■ Ваша задача: Верните дословно кусок рецензии: всё от слов «Но кроме этого» вниз до слов «для виду проиграл.».
=== Текст упражнения ===
Жестко-саркастическая лирика Волченко отчасти перекликается с “приземленной” лирикой донецкой поэтессы Натальи Хаткиной — но злей, напряженней, надрывней, без хаткинского спасительного юмора, ироничного взгляда на мир. Тем не менее, очень отважные и очень женственные стихи — что в наше время почти одно и то же.
Мария Галина
Эта книга (Александр Межиров. “Артиллерия бьет по своим. Избранное”. — М.: Зебра Е, 2006) — не только “избранное”, но и подведение итогов. Так к ней относится и сам восьмидесятитрехлетний поэт, живущий с начала 90-х в США. Книга при непосредственном участии Межирова составлена Евгением Евтушенко, инициатором издания и автором предисловия. Аннотация сообщает, что перед нами наиболее полное на сегодняшний день собрание стихов поэта.
Подведение итогов предполагает составление “пунктира” из лучших и наиболее значимых стихов, по ним прослеживается не только изменение манеры письма, но и основные даты/вехи жизненного пути. Все это есть в книге. Можно заметить, что в ранних стихах, наряду с влиянием и пафосом Маяковского и Асеева, ощутимо и присутствие классичной стихотворной традиции, продолженной в ХХ веке Ахматовой, Ходасевичем, поздним Заболоцким. И проследить, как — сравнительно быстро — первое влияние сходит на нет, а второе становится определяющим. По тематике стихов (они датированы) можно представить и рассказать биографию автора от военных лет и вплоть до последних лет в эмиграции.
Но кроме этого есть и другое. Помимо личной биографии в книге есть и духовная биография огромной страны, прошедшей путь от веры в коммунистические идеалы (“Коммунисты, вперед!”, 1945) к иронии над ними, затем к скепсису и крушению бывших кумиров, к нарождению взамен одной многих вер, то есть к ощущению конца времен:
Там, где на Исходе мира старого
Сон буддизма, выходы в астрал, —
Сверхкомпьютер обыграл Каспарова,
А потом для виду проиграл.
Может, все же обойдется, или
Боженька опустится сюда,
Как у нас в салонах говорили,
Скажет: — Закрываем, господа.
(2000)
Межиров присутствует в современной русской поэзии с момента окончания Великой Отечественной войны. В конце сороковых годов выработалась его манера письма, которая с тех пор существенно не менялась, а только обогащалась ритмически, интонационно и лексически, за счет новых слов и идей, входивших в обиход. Судя по его итоговой книге, он всегда был чуток к тому, что волновало умы. Тем, кто впервые прочел стихотворение “Артиллерия бьет по своим”, не надо было объяснять, что это не только о войне. Но на волновавшие современников вопросы Межиров откликался не рифмованной публицистикой. Откликался стихами. Кроме социальной ангажированности, у него всегда наличествуют и другие специи, если здесь уместна кулинарная аналогия.
=== Исходные данные ===
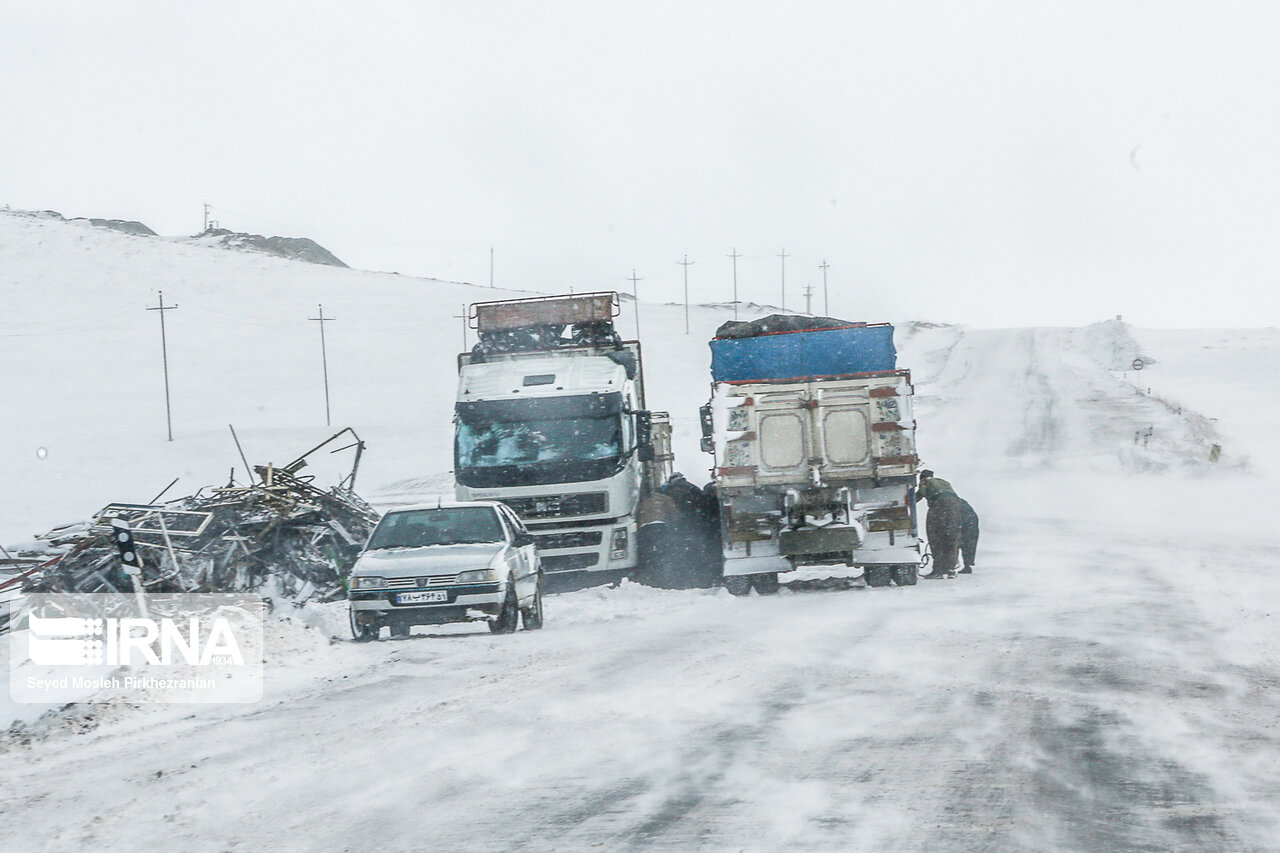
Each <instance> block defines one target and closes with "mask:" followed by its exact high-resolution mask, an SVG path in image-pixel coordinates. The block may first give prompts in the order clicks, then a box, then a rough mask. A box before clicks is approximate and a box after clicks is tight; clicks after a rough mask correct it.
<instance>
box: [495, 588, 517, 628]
===
■ Ответ:
Но кроме этого есть и другое. Помимо личной биографии в книге есть и духовная биография огромной страны, прошедшей путь от веры в коммунистические идеалы (“Коммунисты, вперед!”, 1945) к иронии над ними, затем к скепсису и крушению бывших кумиров, к нарождению взамен одной многих вер, то есть к ощущению конца времен:
Там, где на Исходе мира старого
Сон буддизма, выходы в астрал, —
Сверхкомпьютер обыграл Каспарова,
А потом для виду проиграл.